- **Action item**
Scan the lines below for the string "field" and report how many lines contain it, giving only the number.

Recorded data
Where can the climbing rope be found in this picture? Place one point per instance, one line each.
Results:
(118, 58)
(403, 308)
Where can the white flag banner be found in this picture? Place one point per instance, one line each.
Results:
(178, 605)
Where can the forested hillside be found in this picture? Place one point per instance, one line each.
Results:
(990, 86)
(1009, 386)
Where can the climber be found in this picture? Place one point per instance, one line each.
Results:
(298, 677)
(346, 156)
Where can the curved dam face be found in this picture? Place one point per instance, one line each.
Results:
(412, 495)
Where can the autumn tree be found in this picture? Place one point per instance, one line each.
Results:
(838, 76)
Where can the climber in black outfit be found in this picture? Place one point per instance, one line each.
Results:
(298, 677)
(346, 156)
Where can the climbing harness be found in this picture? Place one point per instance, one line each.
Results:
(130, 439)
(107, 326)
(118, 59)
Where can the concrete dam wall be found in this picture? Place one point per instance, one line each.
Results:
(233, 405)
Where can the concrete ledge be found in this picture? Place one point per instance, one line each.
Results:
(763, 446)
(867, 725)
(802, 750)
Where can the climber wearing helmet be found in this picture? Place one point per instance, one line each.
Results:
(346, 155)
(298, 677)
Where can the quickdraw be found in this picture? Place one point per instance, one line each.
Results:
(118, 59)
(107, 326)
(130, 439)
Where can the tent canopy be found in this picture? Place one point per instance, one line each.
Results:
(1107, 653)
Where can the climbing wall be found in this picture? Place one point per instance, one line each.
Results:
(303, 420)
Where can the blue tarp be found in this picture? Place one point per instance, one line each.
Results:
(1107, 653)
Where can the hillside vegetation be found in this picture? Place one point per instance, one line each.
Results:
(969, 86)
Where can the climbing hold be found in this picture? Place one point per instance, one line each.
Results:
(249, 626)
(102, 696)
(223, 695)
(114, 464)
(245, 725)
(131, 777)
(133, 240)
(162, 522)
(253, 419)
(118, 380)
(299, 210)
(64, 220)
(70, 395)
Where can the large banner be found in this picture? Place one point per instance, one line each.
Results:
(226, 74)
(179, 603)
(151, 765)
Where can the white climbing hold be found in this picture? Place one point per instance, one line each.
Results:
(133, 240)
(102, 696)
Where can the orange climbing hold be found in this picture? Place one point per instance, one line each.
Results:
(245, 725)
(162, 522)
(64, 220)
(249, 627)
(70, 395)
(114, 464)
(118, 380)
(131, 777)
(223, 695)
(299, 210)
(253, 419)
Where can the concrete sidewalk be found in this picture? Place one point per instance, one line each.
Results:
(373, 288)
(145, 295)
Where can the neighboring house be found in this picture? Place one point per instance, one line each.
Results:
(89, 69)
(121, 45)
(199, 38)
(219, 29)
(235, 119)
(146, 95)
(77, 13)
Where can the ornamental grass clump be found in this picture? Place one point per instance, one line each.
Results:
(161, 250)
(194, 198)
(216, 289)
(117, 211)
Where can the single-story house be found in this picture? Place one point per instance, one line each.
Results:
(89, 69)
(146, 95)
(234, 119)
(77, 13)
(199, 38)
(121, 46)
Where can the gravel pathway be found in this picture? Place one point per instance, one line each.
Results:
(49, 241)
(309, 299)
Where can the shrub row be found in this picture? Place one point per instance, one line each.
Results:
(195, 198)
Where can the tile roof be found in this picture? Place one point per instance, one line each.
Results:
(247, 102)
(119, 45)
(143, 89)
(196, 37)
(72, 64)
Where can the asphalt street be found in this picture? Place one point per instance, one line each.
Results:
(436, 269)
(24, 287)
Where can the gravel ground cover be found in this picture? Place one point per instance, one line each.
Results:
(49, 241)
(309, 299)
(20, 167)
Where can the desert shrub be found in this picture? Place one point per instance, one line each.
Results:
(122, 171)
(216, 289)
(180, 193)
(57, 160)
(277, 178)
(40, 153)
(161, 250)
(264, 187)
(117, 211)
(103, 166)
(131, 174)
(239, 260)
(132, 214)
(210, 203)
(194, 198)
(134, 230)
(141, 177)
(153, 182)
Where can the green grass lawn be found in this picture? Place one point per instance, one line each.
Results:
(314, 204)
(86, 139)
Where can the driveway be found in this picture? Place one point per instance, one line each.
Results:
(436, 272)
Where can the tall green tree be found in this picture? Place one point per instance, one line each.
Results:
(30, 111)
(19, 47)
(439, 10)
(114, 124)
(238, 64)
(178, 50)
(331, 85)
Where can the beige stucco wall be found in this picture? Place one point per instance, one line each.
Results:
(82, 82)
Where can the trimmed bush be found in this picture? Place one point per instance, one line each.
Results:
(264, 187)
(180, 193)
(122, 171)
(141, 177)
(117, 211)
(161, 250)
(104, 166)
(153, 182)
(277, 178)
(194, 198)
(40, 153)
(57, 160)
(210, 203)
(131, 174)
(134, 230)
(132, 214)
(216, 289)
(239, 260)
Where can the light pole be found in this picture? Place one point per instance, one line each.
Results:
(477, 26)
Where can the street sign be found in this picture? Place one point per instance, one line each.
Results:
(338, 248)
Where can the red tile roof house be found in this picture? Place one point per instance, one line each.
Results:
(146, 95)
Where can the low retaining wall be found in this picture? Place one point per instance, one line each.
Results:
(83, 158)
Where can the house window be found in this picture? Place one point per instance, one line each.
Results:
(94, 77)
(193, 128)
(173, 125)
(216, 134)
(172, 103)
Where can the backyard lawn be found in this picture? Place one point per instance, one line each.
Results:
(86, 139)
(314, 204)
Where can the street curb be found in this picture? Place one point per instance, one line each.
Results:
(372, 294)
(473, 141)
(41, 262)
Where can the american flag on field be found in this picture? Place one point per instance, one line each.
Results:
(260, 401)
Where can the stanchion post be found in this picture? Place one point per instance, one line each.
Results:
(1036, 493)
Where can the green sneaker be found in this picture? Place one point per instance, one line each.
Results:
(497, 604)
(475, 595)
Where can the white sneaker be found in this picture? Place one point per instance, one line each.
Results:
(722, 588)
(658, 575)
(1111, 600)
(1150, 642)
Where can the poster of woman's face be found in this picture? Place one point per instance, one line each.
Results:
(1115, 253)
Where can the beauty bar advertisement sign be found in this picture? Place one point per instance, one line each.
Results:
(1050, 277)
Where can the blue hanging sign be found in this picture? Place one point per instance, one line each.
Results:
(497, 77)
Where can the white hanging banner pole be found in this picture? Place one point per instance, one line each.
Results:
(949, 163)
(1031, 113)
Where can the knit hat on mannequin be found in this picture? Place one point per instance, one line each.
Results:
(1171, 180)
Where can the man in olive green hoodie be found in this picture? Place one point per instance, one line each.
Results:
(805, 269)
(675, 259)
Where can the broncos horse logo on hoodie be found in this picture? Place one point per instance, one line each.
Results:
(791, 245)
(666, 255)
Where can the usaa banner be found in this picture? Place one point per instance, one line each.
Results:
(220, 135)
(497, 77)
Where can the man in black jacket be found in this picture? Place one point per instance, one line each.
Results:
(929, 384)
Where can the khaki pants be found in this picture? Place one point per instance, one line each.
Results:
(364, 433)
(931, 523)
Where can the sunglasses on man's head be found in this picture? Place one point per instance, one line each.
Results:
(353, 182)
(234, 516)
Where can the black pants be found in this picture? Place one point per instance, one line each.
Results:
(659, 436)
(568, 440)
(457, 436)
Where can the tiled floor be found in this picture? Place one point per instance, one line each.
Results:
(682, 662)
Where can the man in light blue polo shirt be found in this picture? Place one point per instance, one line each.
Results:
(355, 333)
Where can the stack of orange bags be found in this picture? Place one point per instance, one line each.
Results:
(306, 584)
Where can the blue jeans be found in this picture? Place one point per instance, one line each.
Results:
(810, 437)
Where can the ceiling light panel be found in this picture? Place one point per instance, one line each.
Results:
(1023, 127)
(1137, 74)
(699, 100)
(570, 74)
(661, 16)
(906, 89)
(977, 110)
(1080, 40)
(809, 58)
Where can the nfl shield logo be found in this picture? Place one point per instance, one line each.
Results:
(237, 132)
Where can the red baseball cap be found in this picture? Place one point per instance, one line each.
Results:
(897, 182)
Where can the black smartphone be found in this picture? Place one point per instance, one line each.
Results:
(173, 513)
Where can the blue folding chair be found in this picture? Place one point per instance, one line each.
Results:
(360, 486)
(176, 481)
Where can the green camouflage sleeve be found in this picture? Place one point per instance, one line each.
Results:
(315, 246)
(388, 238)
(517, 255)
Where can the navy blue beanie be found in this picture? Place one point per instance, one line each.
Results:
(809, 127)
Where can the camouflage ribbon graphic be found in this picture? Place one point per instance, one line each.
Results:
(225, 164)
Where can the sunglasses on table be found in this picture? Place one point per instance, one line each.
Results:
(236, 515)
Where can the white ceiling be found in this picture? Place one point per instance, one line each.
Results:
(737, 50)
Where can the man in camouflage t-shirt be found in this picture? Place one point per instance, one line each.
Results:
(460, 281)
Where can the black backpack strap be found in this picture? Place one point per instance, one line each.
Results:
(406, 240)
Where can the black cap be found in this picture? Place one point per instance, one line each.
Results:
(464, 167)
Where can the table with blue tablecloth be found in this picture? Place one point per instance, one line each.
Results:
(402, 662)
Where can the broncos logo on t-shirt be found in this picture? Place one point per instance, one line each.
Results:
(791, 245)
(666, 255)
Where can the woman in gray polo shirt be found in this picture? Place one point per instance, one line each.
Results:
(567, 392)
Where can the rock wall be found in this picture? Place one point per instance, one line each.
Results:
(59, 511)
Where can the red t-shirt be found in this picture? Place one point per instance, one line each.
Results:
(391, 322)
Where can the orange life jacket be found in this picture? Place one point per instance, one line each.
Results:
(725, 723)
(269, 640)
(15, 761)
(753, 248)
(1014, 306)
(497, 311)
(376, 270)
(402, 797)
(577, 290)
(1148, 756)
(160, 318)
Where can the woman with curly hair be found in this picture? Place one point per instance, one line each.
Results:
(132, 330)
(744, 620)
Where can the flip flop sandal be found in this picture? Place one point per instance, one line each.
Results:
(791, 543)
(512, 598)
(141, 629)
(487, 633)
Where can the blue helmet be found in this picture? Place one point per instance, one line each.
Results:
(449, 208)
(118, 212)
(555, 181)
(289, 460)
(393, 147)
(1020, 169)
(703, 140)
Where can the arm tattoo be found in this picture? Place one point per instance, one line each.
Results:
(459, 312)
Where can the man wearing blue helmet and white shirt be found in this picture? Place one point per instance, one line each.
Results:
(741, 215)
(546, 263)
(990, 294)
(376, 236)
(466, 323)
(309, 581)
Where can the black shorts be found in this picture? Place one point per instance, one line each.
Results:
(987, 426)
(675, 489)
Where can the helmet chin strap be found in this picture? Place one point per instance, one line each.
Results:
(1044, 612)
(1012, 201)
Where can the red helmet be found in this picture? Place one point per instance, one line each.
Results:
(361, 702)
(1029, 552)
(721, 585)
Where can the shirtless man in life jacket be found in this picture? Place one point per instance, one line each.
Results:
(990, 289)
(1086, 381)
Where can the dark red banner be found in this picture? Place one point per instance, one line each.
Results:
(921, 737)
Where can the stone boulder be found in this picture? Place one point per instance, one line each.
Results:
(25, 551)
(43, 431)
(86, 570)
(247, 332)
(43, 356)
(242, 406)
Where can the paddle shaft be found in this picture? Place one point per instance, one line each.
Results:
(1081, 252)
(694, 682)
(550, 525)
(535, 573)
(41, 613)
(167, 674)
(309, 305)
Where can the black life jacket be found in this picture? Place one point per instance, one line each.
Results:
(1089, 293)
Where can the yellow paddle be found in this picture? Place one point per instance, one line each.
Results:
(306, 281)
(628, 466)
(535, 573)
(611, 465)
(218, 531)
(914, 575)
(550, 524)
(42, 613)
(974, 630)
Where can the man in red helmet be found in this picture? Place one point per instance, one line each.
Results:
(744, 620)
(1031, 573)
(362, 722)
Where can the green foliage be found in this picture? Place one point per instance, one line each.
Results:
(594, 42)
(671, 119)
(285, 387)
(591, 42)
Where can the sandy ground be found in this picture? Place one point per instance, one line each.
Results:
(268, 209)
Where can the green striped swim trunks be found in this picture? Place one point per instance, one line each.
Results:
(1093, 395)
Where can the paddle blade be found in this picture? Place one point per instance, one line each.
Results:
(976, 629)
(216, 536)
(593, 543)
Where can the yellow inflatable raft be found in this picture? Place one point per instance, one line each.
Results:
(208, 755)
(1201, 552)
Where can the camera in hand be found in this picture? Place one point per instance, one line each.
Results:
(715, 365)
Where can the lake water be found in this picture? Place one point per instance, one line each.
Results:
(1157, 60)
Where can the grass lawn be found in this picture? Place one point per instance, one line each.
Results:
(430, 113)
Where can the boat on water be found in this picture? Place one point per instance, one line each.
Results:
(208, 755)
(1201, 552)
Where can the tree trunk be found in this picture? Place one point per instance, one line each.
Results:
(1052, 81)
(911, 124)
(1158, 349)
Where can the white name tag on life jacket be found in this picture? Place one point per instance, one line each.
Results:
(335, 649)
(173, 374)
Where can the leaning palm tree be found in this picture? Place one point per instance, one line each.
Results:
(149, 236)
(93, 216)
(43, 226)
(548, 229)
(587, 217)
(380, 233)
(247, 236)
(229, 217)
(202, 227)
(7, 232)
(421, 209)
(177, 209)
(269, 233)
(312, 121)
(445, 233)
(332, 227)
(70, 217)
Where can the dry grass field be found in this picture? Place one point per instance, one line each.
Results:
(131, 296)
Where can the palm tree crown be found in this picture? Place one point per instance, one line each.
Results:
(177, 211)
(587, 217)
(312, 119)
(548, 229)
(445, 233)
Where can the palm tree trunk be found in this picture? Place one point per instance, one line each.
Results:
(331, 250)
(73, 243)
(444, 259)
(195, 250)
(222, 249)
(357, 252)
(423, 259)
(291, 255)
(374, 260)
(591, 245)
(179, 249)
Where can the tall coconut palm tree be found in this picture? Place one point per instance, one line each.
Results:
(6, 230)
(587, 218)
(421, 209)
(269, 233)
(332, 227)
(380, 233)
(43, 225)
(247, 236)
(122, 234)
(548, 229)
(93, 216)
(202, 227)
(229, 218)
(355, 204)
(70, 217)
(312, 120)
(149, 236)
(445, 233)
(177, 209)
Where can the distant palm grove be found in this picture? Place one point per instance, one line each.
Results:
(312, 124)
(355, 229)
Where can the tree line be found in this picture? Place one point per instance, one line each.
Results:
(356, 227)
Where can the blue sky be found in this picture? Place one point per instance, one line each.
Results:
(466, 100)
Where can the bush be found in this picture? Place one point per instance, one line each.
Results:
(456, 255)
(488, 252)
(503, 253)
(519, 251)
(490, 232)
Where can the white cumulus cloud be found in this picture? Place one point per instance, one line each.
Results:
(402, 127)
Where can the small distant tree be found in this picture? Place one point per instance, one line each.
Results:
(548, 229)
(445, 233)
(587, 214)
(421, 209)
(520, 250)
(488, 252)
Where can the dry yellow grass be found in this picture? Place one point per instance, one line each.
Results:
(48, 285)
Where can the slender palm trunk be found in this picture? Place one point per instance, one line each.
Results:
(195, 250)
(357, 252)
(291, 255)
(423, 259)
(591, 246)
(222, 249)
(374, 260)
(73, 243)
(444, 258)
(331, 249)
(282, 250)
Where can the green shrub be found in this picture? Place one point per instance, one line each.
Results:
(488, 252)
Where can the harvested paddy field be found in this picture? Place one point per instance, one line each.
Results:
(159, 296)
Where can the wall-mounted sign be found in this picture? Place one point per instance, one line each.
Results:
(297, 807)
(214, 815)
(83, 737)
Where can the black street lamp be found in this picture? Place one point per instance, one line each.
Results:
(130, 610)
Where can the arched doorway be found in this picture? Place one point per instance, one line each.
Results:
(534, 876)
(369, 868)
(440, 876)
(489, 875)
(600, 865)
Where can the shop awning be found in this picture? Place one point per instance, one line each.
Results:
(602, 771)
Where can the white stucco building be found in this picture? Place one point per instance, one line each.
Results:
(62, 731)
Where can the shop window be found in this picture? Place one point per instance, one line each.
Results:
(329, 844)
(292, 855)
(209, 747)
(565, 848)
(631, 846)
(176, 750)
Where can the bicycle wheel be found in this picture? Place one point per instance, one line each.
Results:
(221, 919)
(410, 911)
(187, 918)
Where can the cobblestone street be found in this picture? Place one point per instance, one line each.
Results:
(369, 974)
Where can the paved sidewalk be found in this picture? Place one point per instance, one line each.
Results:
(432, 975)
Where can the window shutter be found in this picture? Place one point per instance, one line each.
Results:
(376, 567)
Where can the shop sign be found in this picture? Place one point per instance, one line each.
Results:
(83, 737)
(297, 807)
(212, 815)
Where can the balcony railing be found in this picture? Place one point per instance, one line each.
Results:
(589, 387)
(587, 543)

- **Output**
3